What you will do: Return each line of the records below in which the string "field" turns up.
━━━━━━━━━━━━━━━━━━━━━━━━━━━━━━
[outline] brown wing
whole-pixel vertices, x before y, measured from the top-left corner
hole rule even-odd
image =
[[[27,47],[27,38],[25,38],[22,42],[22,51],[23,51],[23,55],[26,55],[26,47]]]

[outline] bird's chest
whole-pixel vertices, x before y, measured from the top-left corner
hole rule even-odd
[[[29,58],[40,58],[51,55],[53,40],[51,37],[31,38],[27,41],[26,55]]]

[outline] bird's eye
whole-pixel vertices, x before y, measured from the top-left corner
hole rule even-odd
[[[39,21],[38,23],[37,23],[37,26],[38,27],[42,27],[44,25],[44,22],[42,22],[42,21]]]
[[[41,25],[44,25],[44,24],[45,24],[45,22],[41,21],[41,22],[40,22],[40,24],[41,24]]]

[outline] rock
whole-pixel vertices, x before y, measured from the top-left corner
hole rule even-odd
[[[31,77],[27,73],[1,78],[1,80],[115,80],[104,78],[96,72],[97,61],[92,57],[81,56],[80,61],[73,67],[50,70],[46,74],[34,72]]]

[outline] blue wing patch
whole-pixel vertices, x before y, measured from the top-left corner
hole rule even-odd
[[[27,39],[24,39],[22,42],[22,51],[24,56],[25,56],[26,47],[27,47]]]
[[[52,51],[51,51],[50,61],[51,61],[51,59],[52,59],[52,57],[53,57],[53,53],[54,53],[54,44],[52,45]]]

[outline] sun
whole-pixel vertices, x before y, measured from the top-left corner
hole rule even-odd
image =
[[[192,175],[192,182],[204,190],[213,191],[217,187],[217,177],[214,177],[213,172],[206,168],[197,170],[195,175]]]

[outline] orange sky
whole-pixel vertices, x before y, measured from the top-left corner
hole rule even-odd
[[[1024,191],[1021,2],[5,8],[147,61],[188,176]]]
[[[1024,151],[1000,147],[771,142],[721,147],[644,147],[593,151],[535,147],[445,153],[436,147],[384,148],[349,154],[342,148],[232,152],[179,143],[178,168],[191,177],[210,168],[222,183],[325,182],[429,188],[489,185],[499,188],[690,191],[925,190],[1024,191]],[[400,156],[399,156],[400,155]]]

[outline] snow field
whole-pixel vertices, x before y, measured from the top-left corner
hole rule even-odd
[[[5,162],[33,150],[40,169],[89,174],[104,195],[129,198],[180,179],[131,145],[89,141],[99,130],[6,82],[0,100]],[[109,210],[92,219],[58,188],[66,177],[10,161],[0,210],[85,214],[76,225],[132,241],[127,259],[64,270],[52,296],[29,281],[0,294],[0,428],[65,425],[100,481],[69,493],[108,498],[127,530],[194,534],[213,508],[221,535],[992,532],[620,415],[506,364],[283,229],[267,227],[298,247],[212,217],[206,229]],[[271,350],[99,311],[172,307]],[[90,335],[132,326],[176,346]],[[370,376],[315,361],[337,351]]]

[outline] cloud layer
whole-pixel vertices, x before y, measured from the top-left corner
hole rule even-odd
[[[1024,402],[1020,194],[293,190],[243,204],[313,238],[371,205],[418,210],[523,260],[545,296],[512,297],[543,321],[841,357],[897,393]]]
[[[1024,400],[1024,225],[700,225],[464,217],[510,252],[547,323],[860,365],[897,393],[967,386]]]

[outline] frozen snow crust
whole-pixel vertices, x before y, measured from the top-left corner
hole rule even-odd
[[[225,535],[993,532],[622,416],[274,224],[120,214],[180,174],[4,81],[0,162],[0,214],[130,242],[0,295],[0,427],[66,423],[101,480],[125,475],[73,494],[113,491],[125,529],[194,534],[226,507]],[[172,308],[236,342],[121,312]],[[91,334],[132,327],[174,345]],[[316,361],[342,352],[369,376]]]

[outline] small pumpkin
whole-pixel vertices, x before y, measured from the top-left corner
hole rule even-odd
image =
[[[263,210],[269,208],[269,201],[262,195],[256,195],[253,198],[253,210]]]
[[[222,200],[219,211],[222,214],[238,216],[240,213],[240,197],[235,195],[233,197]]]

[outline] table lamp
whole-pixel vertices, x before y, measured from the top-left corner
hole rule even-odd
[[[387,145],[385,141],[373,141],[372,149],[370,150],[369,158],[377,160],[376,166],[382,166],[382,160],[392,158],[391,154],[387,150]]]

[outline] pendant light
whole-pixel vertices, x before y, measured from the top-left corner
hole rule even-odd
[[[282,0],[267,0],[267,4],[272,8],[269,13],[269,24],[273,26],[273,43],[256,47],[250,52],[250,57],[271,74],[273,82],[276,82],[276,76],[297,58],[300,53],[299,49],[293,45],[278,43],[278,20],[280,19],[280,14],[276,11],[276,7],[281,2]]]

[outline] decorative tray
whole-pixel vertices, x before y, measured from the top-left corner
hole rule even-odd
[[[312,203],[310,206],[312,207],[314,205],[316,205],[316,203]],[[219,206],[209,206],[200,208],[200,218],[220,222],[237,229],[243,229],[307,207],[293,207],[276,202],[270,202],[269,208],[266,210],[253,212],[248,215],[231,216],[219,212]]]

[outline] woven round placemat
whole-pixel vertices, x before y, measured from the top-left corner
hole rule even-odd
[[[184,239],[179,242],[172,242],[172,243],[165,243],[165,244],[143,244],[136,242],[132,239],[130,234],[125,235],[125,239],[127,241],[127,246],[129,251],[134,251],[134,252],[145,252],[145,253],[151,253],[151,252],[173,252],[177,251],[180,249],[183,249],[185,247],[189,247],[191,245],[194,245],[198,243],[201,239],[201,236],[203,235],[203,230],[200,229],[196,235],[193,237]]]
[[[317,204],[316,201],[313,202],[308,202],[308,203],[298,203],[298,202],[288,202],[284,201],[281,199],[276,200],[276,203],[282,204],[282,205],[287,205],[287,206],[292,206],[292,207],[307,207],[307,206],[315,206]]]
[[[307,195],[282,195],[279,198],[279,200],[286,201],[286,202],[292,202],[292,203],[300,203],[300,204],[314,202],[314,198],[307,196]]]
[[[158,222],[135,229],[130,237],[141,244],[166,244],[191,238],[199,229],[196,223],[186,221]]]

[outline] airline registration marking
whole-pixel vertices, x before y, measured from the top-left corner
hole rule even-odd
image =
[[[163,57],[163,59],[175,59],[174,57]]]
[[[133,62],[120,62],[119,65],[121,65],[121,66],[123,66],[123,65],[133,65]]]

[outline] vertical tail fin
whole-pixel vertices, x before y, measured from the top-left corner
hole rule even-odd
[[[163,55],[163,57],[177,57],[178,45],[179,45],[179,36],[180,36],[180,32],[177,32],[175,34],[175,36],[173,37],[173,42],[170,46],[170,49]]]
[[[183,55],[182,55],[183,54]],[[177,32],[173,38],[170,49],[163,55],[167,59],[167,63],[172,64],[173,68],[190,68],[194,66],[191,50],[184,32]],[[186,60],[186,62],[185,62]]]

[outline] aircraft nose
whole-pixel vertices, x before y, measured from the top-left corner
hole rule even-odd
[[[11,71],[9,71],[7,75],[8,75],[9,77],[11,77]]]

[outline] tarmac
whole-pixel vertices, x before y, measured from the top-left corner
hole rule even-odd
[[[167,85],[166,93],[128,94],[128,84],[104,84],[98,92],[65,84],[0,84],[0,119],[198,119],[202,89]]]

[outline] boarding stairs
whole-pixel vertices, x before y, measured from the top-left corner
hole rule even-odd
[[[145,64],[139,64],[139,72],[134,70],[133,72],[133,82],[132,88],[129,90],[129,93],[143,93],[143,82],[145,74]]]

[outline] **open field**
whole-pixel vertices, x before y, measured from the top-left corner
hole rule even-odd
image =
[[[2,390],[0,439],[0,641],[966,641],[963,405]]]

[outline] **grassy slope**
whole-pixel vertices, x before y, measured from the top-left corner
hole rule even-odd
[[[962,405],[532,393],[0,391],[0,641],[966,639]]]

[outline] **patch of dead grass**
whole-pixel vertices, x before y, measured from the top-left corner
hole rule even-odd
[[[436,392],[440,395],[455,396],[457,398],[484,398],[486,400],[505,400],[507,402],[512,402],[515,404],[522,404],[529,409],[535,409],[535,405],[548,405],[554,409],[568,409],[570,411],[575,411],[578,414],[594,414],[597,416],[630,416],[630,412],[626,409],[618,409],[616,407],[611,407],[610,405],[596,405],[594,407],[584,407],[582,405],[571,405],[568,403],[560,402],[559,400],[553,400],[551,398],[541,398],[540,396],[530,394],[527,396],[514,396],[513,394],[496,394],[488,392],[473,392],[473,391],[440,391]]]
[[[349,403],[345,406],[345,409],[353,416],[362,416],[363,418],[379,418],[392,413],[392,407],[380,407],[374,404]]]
━━━━━━━━━━━━━━━━━━━━━━━━━━━━━━
Reply to the task:
[outline] snow field
[outline] **open field**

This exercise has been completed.